[Start of Records for this exercise]

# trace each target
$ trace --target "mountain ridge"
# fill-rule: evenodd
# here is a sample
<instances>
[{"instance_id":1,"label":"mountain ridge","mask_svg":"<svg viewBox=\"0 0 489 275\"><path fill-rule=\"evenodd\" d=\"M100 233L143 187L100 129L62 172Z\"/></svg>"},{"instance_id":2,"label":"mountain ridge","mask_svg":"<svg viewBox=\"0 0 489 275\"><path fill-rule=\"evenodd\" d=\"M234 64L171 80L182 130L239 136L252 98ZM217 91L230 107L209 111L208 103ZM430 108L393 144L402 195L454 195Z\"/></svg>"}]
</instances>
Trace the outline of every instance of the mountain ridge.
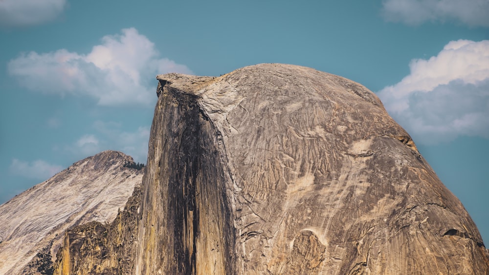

[End of Records for this exercise]

Reproduce the listing above word for word, leaving the picture out of your answer.

§ **Task answer**:
# trace each target
$ trace --target "mountain ridge"
# fill-rule: evenodd
# here is a sample
<instances>
[{"instance_id":1,"label":"mountain ridge","mask_svg":"<svg viewBox=\"0 0 489 275\"><path fill-rule=\"evenodd\" d=\"M100 233L143 187L100 129L62 172Z\"/></svg>"},{"instance_id":2,"label":"mountain ridge","mask_svg":"<svg viewBox=\"0 0 489 275\"><path fill-rule=\"evenodd\" d=\"M234 64L171 80L182 130L239 136L252 98ZM217 91L230 107L209 111L208 103ZM430 108L393 144L402 195L454 195Z\"/></svg>"}]
</instances>
Trace the outline of every instance of the mountain ridge.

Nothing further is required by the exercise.